Activity>
Retype the complete listing without any change.
────
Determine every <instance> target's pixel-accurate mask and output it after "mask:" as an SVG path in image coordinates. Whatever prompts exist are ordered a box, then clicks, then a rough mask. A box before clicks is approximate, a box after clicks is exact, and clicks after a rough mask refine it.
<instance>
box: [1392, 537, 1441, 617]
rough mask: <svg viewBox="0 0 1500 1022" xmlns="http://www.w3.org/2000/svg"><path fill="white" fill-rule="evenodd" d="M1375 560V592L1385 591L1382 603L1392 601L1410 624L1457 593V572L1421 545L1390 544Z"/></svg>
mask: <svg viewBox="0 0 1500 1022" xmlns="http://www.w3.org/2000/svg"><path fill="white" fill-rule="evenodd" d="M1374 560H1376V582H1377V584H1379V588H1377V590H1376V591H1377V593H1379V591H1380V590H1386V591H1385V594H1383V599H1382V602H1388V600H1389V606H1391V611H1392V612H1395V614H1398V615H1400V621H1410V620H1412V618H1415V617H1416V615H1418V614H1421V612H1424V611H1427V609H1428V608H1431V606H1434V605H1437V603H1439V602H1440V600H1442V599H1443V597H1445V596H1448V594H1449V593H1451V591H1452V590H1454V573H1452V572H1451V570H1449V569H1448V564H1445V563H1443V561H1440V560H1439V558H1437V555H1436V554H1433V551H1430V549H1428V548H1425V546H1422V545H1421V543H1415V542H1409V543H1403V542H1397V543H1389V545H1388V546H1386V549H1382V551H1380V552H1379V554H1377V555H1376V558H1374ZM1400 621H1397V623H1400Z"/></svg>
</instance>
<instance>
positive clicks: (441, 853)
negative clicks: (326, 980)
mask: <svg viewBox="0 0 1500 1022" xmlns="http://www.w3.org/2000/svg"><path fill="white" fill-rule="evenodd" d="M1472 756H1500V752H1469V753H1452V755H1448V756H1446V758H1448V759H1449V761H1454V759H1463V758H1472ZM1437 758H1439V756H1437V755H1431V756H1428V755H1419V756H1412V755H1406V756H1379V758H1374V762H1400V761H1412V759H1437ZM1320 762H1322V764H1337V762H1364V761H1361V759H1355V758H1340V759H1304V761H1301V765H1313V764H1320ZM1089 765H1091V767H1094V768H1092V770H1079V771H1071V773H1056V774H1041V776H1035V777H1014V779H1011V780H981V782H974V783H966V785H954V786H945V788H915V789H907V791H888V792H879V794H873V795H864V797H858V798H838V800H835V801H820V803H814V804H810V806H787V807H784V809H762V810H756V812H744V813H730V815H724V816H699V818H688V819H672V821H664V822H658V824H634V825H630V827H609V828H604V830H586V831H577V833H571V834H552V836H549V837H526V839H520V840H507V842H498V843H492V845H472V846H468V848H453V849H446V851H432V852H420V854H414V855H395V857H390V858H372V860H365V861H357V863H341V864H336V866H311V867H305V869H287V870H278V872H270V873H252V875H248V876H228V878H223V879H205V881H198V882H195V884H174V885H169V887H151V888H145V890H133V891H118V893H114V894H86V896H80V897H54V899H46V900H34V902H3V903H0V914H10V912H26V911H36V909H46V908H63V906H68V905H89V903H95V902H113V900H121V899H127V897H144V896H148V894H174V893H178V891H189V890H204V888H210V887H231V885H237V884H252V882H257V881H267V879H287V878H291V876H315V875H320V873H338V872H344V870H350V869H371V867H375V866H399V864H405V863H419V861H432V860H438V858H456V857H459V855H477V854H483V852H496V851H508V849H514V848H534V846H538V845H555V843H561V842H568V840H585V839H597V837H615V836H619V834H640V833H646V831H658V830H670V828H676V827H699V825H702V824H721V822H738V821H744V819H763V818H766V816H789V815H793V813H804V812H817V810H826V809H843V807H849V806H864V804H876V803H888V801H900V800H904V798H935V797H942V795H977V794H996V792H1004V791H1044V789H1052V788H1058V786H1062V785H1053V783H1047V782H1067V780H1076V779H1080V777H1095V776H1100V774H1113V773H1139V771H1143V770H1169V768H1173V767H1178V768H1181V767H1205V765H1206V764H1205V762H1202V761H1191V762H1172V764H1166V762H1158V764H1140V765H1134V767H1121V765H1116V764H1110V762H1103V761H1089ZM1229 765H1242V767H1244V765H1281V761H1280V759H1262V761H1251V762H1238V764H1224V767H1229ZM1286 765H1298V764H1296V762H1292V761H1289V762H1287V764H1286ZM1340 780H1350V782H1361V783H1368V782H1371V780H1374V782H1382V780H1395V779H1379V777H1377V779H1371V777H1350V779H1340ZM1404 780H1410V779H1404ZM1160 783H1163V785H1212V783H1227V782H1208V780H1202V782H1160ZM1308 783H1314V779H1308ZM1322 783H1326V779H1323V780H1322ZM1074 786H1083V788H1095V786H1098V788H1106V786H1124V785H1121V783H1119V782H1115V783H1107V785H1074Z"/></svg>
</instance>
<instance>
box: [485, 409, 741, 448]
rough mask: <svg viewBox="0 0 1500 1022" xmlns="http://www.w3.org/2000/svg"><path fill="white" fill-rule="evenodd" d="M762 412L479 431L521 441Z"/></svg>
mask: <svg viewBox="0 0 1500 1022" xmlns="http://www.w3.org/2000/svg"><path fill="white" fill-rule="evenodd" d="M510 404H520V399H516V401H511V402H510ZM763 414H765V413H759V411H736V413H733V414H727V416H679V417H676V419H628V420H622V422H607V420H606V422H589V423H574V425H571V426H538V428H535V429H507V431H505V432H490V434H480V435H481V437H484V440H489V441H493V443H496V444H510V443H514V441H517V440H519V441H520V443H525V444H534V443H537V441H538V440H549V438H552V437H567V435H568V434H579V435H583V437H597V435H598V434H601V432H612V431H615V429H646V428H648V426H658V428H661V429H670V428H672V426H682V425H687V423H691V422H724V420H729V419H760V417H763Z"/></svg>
────
Final answer>
Determine every <instance> target's pixel-accurate mask and output it after "mask:" as an SVG path in image coordinates. Whatever prompts exist are ordered a box, then clicks, then a rough mask. A box before clicks is approximate, a box after clicks is exact, and clicks after a rough mask refine it.
<instance>
box: [1392, 537, 1441, 617]
rough mask: <svg viewBox="0 0 1500 1022" xmlns="http://www.w3.org/2000/svg"><path fill="white" fill-rule="evenodd" d="M1375 560V592L1385 591L1382 603L1392 601L1410 624L1457 593V572L1421 545L1390 544Z"/></svg>
mask: <svg viewBox="0 0 1500 1022" xmlns="http://www.w3.org/2000/svg"><path fill="white" fill-rule="evenodd" d="M1374 560H1376V582H1377V584H1379V588H1377V590H1376V591H1377V593H1379V591H1380V590H1386V591H1385V594H1383V599H1382V602H1388V600H1389V606H1391V611H1392V612H1395V614H1398V615H1400V621H1410V620H1412V618H1415V617H1416V615H1418V614H1421V612H1424V611H1427V609H1428V608H1431V606H1434V605H1437V603H1439V602H1440V600H1442V599H1443V597H1445V596H1448V594H1449V593H1451V591H1452V590H1454V573H1452V572H1451V570H1449V569H1448V564H1445V563H1443V561H1440V560H1439V558H1437V555H1436V554H1433V551H1430V549H1428V548H1425V546H1422V545H1421V543H1415V542H1409V543H1403V542H1397V543H1389V545H1388V546H1386V549H1382V551H1380V552H1379V554H1377V555H1376V558H1374ZM1400 621H1397V623H1400Z"/></svg>
</instance>
<instance>
positive clicks: (441, 853)
negative clicks: (326, 980)
mask: <svg viewBox="0 0 1500 1022" xmlns="http://www.w3.org/2000/svg"><path fill="white" fill-rule="evenodd" d="M1472 756H1500V752H1469V753H1452V755H1448V756H1446V758H1448V759H1449V761H1454V759H1463V758H1472ZM1437 758H1439V756H1437V755H1431V756H1428V755H1419V756H1412V755H1406V756H1379V758H1374V762H1400V761H1412V759H1437ZM1320 762H1322V764H1337V762H1364V761H1361V759H1355V758H1340V759H1304V761H1301V765H1313V764H1320ZM1089 765H1091V767H1094V768H1092V770H1079V771H1071V773H1056V774H1041V776H1035V777H1014V779H1011V780H981V782H974V783H966V785H954V786H945V788H915V789H907V791H888V792H879V794H873V795H864V797H858V798H838V800H835V801H820V803H814V804H810V806H787V807H784V809H762V810H756V812H744V813H730V815H724V816H699V818H688V819H672V821H664V822H658V824H634V825H630V827H609V828H604V830H586V831H577V833H571V834H552V836H549V837H526V839H520V840H507V842H498V843H492V845H472V846H468V848H453V849H446V851H432V852H420V854H414V855H395V857H390V858H372V860H365V861H357V863H341V864H336V866H311V867H305V869H287V870H278V872H270V873H252V875H248V876H228V878H223V879H205V881H198V882H195V884H174V885H169V887H151V888H145V890H133V891H118V893H114V894H86V896H80V897H54V899H46V900H34V902H3V903H0V914H10V912H26V911H36V909H46V908H63V906H68V905H89V903H95V902H113V900H121V899H127V897H144V896H148V894H174V893H178V891H189V890H204V888H210V887H231V885H237V884H252V882H257V881H267V879H287V878H291V876H315V875H320V873H338V872H344V870H350V869H371V867H375V866H399V864H405V863H419V861H432V860H438V858H456V857H459V855H477V854H483V852H496V851H508V849H514V848H534V846H538V845H555V843H561V842H568V840H585V839H597V837H615V836H619V834H640V833H646V831H658V830H670V828H676V827H699V825H702V824H721V822H738V821H744V819H763V818H766V816H789V815H793V813H804V812H817V810H826V809H843V807H849V806H864V804H876V803H888V801H900V800H904V798H935V797H942V795H977V794H996V792H1004V791H1044V789H1052V788H1058V786H1062V785H1053V783H1047V782H1067V780H1076V779H1080V777H1095V776H1100V774H1113V773H1139V771H1143V770H1169V768H1173V767H1178V768H1181V767H1205V765H1206V764H1205V762H1202V761H1191V762H1172V764H1166V762H1158V764H1140V765H1134V767H1121V765H1116V764H1110V762H1103V761H1089ZM1229 765H1242V767H1244V765H1281V761H1280V759H1262V761H1251V762H1238V764H1224V767H1229ZM1286 765H1298V764H1296V762H1292V761H1289V762H1287V764H1286ZM1340 780H1350V782H1361V783H1368V782H1371V780H1374V782H1382V780H1395V779H1379V777H1377V779H1371V777H1350V779H1340ZM1404 780H1410V779H1404ZM1160 783H1163V785H1212V783H1227V782H1208V780H1202V782H1160ZM1308 783H1314V779H1308ZM1322 783H1326V779H1323V780H1322ZM1074 786H1083V788H1095V786H1098V788H1106V786H1124V785H1121V783H1119V782H1115V783H1107V785H1074Z"/></svg>
</instance>
<instance>
box: [485, 409, 741, 448]
rough mask: <svg viewBox="0 0 1500 1022" xmlns="http://www.w3.org/2000/svg"><path fill="white" fill-rule="evenodd" d="M762 412L479 431L521 441Z"/></svg>
mask: <svg viewBox="0 0 1500 1022" xmlns="http://www.w3.org/2000/svg"><path fill="white" fill-rule="evenodd" d="M510 404H520V399H516V401H511V402H510ZM763 414H765V413H759V411H736V413H733V414H727V416H679V417H676V419H628V420H622V422H607V420H606V422H589V423H574V425H571V426H538V428H535V429H507V431H505V432H490V434H480V435H481V437H484V440H489V441H493V443H496V444H510V443H514V441H517V440H519V441H520V443H525V444H534V443H537V441H538V440H549V438H552V437H567V435H568V434H579V435H583V437H597V435H598V434H601V432H612V431H615V429H646V428H648V426H658V428H661V429H670V428H672V426H682V425H687V423H691V422H724V420H729V419H760V417H763Z"/></svg>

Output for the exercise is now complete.